• [YOUR ASSIGNMENT]:
From the items below, copy every line that contains the word "target".

BEGIN

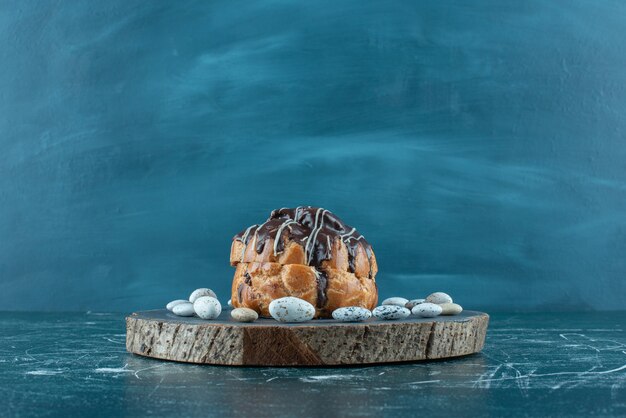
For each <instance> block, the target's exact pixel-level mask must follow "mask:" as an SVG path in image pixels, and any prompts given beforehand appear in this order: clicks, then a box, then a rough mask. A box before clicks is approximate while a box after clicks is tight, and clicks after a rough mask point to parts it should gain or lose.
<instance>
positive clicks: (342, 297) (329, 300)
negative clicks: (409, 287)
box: [232, 262, 378, 318]
mask: <svg viewBox="0 0 626 418" xmlns="http://www.w3.org/2000/svg"><path fill="white" fill-rule="evenodd" d="M323 274H324V275H325V276H326V288H325V289H324V294H325V300H324V298H322V297H320V295H321V293H320V291H319V283H318V280H319V273H317V272H316V269H315V268H314V267H311V266H305V265H302V264H288V265H282V264H279V263H254V262H253V263H238V264H237V269H236V271H235V277H234V279H233V285H232V304H233V306H234V307H235V308H251V309H254V310H255V311H257V312H258V313H259V314H260V315H261V316H264V317H270V313H269V310H268V308H269V304H270V302H272V300H274V299H278V298H282V297H285V296H295V297H297V298H300V299H304V300H306V301H307V302H309V303H311V304H312V305H313V306H315V307H316V317H318V318H329V317H330V316H331V314H332V312H333V311H334V310H335V309H337V308H341V307H345V306H361V307H363V308H367V309H373V308H374V307H375V306H376V303H377V302H378V289H377V286H376V282H375V280H372V279H370V278H368V277H358V276H356V275H355V274H353V273H349V272H347V271H339V270H335V269H327V270H324V271H323Z"/></svg>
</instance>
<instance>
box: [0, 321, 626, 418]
mask: <svg viewBox="0 0 626 418" xmlns="http://www.w3.org/2000/svg"><path fill="white" fill-rule="evenodd" d="M124 316H125V315H124V314H112V313H9V312H5V313H0V335H1V336H2V338H1V339H0V408H2V413H1V415H2V416H9V417H13V416H76V415H92V416H94V415H98V416H99V415H110V416H139V415H141V416H146V415H150V416H171V415H174V414H180V415H181V416H218V415H220V416H258V417H260V416H271V415H276V416H287V417H291V416H294V417H295V416H311V415H317V416H370V415H373V416H384V415H388V416H395V417H397V416H415V415H421V414H424V413H427V412H429V413H432V414H434V415H435V416H459V415H463V416H486V415H490V416H503V415H506V416H591V415H593V416H624V415H625V414H626V334H625V333H624V329H625V328H626V312H613V313H602V314H601V313H588V314H583V313H560V314H554V313H552V314H494V315H492V316H491V322H490V326H489V331H488V335H487V342H486V347H485V349H484V350H483V352H482V353H480V354H476V355H472V356H468V357H464V358H460V359H454V360H446V361H437V362H428V363H413V364H395V365H384V366H368V367H344V368H234V367H215V366H199V365H189V364H179V363H172V362H163V361H158V360H153V359H148V358H142V357H138V356H134V355H131V354H128V353H127V352H126V350H125V345H124V342H125V328H124Z"/></svg>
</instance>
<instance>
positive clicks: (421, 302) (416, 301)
mask: <svg viewBox="0 0 626 418" xmlns="http://www.w3.org/2000/svg"><path fill="white" fill-rule="evenodd" d="M424 302H426V299H411V300H410V301H408V302H407V303H406V305H404V307H405V308H407V309H413V308H414V307H415V306H417V305H419V304H420V303H424Z"/></svg>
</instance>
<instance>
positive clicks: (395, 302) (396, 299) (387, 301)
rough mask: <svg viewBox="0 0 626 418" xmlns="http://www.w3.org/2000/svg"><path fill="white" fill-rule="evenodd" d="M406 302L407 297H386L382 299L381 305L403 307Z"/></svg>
mask: <svg viewBox="0 0 626 418" xmlns="http://www.w3.org/2000/svg"><path fill="white" fill-rule="evenodd" d="M408 302H409V300H408V299H405V298H399V297H393V298H387V299H385V300H383V303H381V305H383V306H387V305H391V306H402V307H404V306H405V305H406V304H407V303H408Z"/></svg>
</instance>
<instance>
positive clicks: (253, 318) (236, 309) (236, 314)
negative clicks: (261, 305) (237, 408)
mask: <svg viewBox="0 0 626 418" xmlns="http://www.w3.org/2000/svg"><path fill="white" fill-rule="evenodd" d="M230 316H231V317H232V318H233V319H234V320H235V321H237V322H253V321H256V320H257V319H258V318H259V314H258V313H256V311H254V310H252V309H250V308H235V309H233V311H232V312H231V313H230Z"/></svg>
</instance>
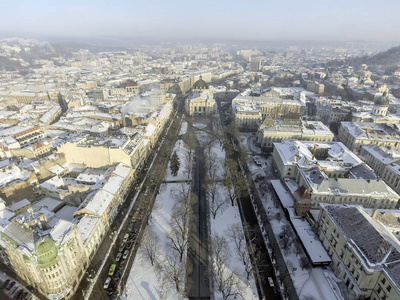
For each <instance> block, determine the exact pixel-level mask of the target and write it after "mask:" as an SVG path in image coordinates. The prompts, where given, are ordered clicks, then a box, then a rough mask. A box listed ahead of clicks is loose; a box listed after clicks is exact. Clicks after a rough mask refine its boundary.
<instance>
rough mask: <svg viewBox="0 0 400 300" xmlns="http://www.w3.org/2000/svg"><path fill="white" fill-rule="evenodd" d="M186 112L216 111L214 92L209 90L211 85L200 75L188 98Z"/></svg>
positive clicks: (205, 111)
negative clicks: (203, 78) (208, 83)
mask: <svg viewBox="0 0 400 300" xmlns="http://www.w3.org/2000/svg"><path fill="white" fill-rule="evenodd" d="M185 104H186V105H185V106H186V112H187V113H188V114H189V115H190V116H193V115H205V116H208V115H213V114H215V112H216V102H215V99H214V94H213V92H212V91H210V90H209V85H208V83H207V82H205V81H204V80H203V77H202V76H201V75H200V78H199V80H197V81H196V82H195V83H194V84H193V86H192V92H191V93H190V94H189V96H188V98H187V99H186V103H185Z"/></svg>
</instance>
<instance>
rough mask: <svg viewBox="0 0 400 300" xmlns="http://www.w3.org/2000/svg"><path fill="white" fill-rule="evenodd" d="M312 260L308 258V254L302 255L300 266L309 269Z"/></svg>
mask: <svg viewBox="0 0 400 300" xmlns="http://www.w3.org/2000/svg"><path fill="white" fill-rule="evenodd" d="M310 266H311V265H310V261H309V260H308V258H307V257H306V256H302V257H301V258H300V267H301V269H302V270H304V269H306V270H308V269H309V268H310Z"/></svg>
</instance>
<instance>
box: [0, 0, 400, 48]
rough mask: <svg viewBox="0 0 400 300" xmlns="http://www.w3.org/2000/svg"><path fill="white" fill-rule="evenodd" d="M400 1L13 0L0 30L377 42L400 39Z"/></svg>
mask: <svg viewBox="0 0 400 300" xmlns="http://www.w3.org/2000/svg"><path fill="white" fill-rule="evenodd" d="M398 11H400V2H399V1H396V0H387V1H377V0H369V1H363V0H353V1H346V0H338V1H318V0H311V1H306V2H304V1H297V0H288V1H240V0H233V1H227V0H221V1H212V0H205V1H192V2H190V1H182V0H177V1H168V2H165V1H161V0H151V1H126V0H121V1H118V2H114V1H103V0H101V1H95V0H91V1H78V0H73V1H50V0H46V1H43V0H42V1H8V2H6V3H3V5H2V11H1V19H0V34H1V35H3V36H4V35H7V36H10V35H11V36H15V35H17V36H24V37H28V36H29V37H32V36H34V37H41V38H60V37H70V38H71V37H105V36H107V37H114V38H115V37H118V38H132V37H133V38H138V37H141V38H143V37H146V38H158V39H169V38H173V39H177V38H178V39H190V38H197V39H236V40H324V41H327V40H330V41H349V40H371V41H392V40H393V39H397V40H398V39H399V37H400V19H399V18H398V16H397V13H396V12H398Z"/></svg>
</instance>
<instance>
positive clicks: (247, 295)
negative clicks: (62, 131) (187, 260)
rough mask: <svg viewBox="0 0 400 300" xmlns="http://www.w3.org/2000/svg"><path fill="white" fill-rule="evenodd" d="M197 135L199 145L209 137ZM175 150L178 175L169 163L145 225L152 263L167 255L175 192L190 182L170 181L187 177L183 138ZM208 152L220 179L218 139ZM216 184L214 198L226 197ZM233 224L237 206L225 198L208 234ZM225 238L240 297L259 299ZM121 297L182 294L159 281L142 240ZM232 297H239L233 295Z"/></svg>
mask: <svg viewBox="0 0 400 300" xmlns="http://www.w3.org/2000/svg"><path fill="white" fill-rule="evenodd" d="M204 125H205V124H204ZM200 127H201V126H200ZM205 127H206V126H203V127H201V128H205ZM181 130H182V128H181ZM196 136H197V137H198V138H199V139H200V141H201V143H202V144H207V142H209V141H210V139H209V136H208V135H207V134H206V133H205V132H201V133H198V134H197V135H196ZM174 150H175V151H176V152H177V154H178V157H179V160H180V169H179V172H178V175H177V176H172V174H171V171H170V169H169V166H168V169H167V171H166V174H165V182H166V183H165V184H163V185H161V187H160V192H159V194H158V195H157V198H156V202H155V208H154V211H153V213H152V216H151V219H150V221H149V225H148V227H149V228H151V229H152V231H153V232H154V233H155V234H156V235H157V237H158V245H159V251H158V254H157V257H156V263H155V265H156V264H157V263H158V264H160V265H162V264H165V260H164V258H165V254H167V251H171V250H170V248H168V246H167V245H166V244H167V240H168V239H167V237H166V233H168V232H169V231H170V230H171V212H172V210H173V207H174V203H175V201H176V199H177V196H176V195H177V193H178V191H179V190H180V189H182V187H183V188H184V189H187V188H188V187H189V185H190V183H189V182H183V183H182V182H178V183H176V182H171V181H186V180H188V170H187V169H188V160H187V155H188V152H187V149H186V147H185V145H184V143H183V141H181V140H179V141H178V142H177V143H176V144H175V147H174ZM211 153H212V155H213V156H214V157H215V158H216V160H215V161H216V169H217V178H219V179H222V176H223V165H224V160H225V153H224V151H223V149H222V145H221V144H220V143H219V141H214V142H213V143H212V147H211ZM189 178H190V177H189ZM218 184H219V186H218V194H217V197H224V198H225V199H227V198H228V192H227V190H226V187H224V186H223V185H222V184H221V183H218ZM211 219H212V217H211ZM234 224H237V225H240V226H242V225H241V220H240V216H239V212H238V208H237V206H233V207H232V206H231V205H230V201H229V200H228V199H227V205H226V206H225V208H224V209H222V210H220V211H219V212H218V214H217V217H216V219H215V220H214V219H212V220H211V233H212V234H219V235H223V236H225V235H226V231H227V229H228V228H229V227H231V226H232V225H234ZM227 240H228V242H229V244H228V248H229V249H231V254H230V258H231V259H230V261H229V265H228V266H227V267H228V268H229V269H230V270H231V271H233V270H234V271H235V274H237V278H239V280H240V285H241V293H242V295H243V299H246V300H247V299H250V300H252V299H258V297H257V290H256V286H255V283H254V279H253V277H252V276H251V277H250V280H249V282H248V281H247V278H246V272H245V268H244V265H243V262H242V259H241V258H240V256H239V254H238V253H237V252H235V246H234V242H233V240H231V239H227ZM122 299H129V300H136V299H142V300H144V299H146V300H147V299H151V300H156V299H157V300H158V299H163V300H164V299H166V300H170V299H171V300H172V299H174V300H176V299H182V296H181V295H180V294H179V293H177V292H176V288H175V286H174V285H173V284H172V283H171V282H170V283H167V284H166V283H165V281H164V280H162V276H160V268H158V267H156V266H152V264H151V262H150V259H149V256H148V255H147V254H146V253H145V247H144V246H143V243H142V244H141V245H140V247H139V249H138V252H137V254H136V257H135V260H134V262H133V265H132V269H131V271H130V274H129V278H128V280H127V283H126V289H125V291H124V292H123V297H122ZM215 299H221V295H220V293H218V292H216V293H215ZM232 299H234V298H232ZM235 299H240V298H237V297H236V298H235Z"/></svg>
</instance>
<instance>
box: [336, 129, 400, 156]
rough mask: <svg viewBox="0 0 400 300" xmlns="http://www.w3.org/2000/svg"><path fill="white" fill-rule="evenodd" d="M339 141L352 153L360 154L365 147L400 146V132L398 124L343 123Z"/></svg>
mask: <svg viewBox="0 0 400 300" xmlns="http://www.w3.org/2000/svg"><path fill="white" fill-rule="evenodd" d="M338 136H339V139H340V141H341V142H342V143H343V144H345V145H346V146H347V147H348V148H349V149H350V150H351V151H353V152H355V153H359V152H360V151H361V147H362V146H363V145H377V146H390V147H394V148H397V147H399V146H400V132H399V127H398V125H397V124H380V123H365V122H359V123H356V122H342V123H341V124H340V127H339V135H338Z"/></svg>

END

• [RESULT]:
For each <instance> block, the target's exact pixel-level mask must follow "mask:" as an SVG path in image pixels, and any prompts given beforehand appear in this order: clicks, then a box, then a rough mask. A box before clicks is approximate while a box after clicks is tight, and clicks after a rough mask point to parts it should gain or lose.
For each <instance> block, determine the exact pixel-level mask of the target and write it after "mask:" as an SVG path in image coordinates. The prompts, where given, are ordered clicks, then a box, then a rough mask. A box listed ahead of clicks is loose; a box listed after clicks is exact. Clicks after a rough mask refine its boundary.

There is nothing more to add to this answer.